## Passage shown
================================
Science Fairs Inside-Out
Picking a Topic
When you’re trying to pick a topic for science fair remember one rule:
PICK A TOPIC THAT INTERESTS YOU.
Unless your teacher insists that you do a science fair project about a particular topic or subject matter, you’re going to have more fun, do a better job and get a better grade if you select a topic that interests you.
Let’s say you’re interested in the space program and the Curiosity Rover that’s on Mars. This topic can involve many subjects including Astronomy, Physics, Math, Geology and Earth Science, Engineering, Chemistry and more.
If you’re interested in the ocean, ponds or lakes you can do a project about Botany which is the study of plant life or about Marine Biology and learn about the animals and fish that live in various bodies of water. If you’re interested in hockey, you can do a Physics or Materials Science experiment about the various materials and construction of a hockey puck which might affect a player’s ability to control it.
There are three types of science projects: Demonstration, Science Fair, and Engineering.
Demonstration Project: Students in the lower elementary grades are the only ones who are usually allowed do a demonstration project. They’re typically not allowed at middle school or high school science fairs. While they’re fun, you don’t learn about “real science” by doing a demonstration. For instance, you can demonstrate how a volcano works, or can build your own planetarium. Or, you can explain static electricity through several activities such as making an aluminum foil ball.
Science Fair Project: This is a traditional project in which you describe a problem or come up with a question just like a real scientist, and then design research and perform an experiment using The Scientific Method to answer the question or to solve the problem in an organized way. There are endless possibilities in Biology, Chemistry, Medicine & Health, Microbiology, Bio-Chemistry and other subjects. Do you sing in a chorus? You could do a science fair project to determine if cold water or warm water has a better affect on your voice and ability to reach high notes or low notes. If your parents enjoy drinking tea, you can do an experiment to determine how the brewing time of tea affects the strength of the tea using a device that measures light absorption; is tea that’s brewed for four minutes twice as strong as tea that’s brewed for 2 minutes?
================================
## Exercise set
a - What three types of science projects does the passage on science fair projects name?
b - Continue the passage on science fair projects, starting after its final sentence.
The rows have no connection to the passage on science fair projects.

## Information provided
================================
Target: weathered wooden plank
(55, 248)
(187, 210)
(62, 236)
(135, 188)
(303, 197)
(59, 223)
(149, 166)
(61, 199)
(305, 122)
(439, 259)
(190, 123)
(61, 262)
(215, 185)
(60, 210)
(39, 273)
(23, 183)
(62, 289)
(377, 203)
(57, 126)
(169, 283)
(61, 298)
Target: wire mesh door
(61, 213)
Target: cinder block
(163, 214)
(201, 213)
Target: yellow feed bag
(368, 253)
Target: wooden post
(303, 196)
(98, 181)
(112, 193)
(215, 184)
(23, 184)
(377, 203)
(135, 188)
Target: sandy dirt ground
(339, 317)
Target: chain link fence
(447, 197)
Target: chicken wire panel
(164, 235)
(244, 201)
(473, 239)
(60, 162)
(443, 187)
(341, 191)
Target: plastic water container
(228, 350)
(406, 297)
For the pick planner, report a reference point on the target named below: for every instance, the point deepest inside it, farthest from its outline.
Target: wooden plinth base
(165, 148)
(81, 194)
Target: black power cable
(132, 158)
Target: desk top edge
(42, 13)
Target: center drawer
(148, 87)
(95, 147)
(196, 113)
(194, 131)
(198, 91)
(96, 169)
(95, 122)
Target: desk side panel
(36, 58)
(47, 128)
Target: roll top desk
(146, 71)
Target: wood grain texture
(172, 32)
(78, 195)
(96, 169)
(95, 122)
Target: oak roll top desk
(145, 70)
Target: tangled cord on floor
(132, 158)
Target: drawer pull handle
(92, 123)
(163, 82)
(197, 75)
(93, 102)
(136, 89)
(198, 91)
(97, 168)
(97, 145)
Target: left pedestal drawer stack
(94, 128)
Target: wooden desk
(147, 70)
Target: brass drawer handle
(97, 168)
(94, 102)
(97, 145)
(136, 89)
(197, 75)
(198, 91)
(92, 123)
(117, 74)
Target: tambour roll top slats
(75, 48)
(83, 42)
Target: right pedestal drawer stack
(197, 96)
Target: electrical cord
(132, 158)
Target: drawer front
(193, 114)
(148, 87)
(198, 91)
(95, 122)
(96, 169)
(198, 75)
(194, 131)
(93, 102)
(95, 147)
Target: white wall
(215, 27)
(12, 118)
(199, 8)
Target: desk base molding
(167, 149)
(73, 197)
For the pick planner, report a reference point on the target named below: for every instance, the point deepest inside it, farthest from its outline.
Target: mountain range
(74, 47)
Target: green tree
================================
## Answers by item
a - Demonstration, Science Fair, and Engineering.

b -
Engineering Project: The objective of an engineering project is to apply The Engineering Method with science and math to identify a need and to determine how you will solve that need by producing useful devices for people. You’re still trying to solve a problem, but you do it by building and testing prototypes and by working on various design processes. For instance, if you’re in a band, you could do an engineering project on the effects of dry wall thickness or various sound-absorption materials on sound transmission in your basement or garage so your neighbors won’t complain about the noise when you practice. Or, if you run track, you can build a working model of a body temperature monitor to see how much your temperature increases after running for 20, 30 or 40 minutes, or at various speeds.
So, what’s your topic going to be? One way to figure it out is to make a list of ten activities or topics that most interest you. Then, write up a question about each of these that you’ve always wondered about, and narrow the list down to the top two or three that seem the most interesting. Then you might want to talk the list over with your parents or a teacher to have them help you make your final choice based on material needs and costs, and the length of time it might take you to complete your project.